===== DATA TO PROCESS =====

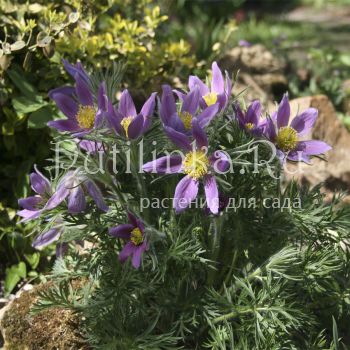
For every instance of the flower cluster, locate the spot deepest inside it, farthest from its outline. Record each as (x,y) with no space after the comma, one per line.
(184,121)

=====
===== DATA TO PROCESS =====

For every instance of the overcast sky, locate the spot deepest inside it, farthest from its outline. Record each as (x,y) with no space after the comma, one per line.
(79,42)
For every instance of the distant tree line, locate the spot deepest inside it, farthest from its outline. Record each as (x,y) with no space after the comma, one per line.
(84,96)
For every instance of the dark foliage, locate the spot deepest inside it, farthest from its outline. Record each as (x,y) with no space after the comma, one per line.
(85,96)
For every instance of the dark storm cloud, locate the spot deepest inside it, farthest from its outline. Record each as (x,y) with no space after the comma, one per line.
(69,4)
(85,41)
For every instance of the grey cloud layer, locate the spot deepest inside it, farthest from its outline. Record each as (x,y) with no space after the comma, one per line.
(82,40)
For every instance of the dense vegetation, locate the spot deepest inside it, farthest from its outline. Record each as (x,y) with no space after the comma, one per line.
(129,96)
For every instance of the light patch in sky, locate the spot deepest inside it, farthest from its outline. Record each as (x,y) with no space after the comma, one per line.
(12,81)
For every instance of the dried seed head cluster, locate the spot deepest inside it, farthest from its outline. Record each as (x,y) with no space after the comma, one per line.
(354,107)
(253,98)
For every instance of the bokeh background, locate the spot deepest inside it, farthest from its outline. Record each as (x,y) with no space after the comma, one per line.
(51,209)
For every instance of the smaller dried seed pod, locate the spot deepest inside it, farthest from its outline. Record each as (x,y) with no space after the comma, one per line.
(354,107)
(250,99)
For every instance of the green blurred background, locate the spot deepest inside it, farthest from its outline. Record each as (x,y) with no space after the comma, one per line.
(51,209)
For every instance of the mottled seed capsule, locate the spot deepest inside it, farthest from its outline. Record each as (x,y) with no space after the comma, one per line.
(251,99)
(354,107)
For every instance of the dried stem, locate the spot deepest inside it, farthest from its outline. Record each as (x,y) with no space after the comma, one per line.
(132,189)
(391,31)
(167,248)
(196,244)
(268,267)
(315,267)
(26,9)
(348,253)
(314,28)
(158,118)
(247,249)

=====
===== DATA TO PROCESS =====

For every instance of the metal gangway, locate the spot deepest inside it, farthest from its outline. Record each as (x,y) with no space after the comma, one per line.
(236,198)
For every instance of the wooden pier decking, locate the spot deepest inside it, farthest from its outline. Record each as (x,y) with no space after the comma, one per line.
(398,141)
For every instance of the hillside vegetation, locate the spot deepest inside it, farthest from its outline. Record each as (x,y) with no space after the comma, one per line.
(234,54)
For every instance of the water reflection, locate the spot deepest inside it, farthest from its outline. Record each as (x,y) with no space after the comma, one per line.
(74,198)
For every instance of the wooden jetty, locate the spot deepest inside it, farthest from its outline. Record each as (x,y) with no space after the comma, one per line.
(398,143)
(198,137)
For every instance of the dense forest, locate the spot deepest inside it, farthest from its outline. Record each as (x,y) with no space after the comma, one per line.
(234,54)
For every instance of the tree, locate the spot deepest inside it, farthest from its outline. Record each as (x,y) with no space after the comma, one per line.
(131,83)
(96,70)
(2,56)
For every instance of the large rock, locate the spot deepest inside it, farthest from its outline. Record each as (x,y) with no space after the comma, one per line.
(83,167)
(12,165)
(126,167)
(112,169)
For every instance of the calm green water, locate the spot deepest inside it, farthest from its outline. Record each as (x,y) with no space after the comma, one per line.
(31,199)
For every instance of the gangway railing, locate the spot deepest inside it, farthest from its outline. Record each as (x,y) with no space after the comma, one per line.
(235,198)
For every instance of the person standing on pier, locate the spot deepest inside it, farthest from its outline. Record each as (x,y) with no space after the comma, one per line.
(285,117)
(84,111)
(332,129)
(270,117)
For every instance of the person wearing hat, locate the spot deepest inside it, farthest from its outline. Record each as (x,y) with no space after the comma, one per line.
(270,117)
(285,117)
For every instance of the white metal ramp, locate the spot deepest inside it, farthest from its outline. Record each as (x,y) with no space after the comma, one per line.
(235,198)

=====

- WHAT IS ASKED -
Extract each line of the records above that contains the string "cloud", matching case exactly.

- CORRECT RESPONSE -
For every instance of the dark storm cloud, locate the spot deepest inside it, farthest from its outline. Record each as (x,y) with no space after the comma, one per line.
For every instance of the grey cloud layer, locate the spot deepest inside it, farthest from its outline. Record each as (x,y) with no space after the comma, one per line.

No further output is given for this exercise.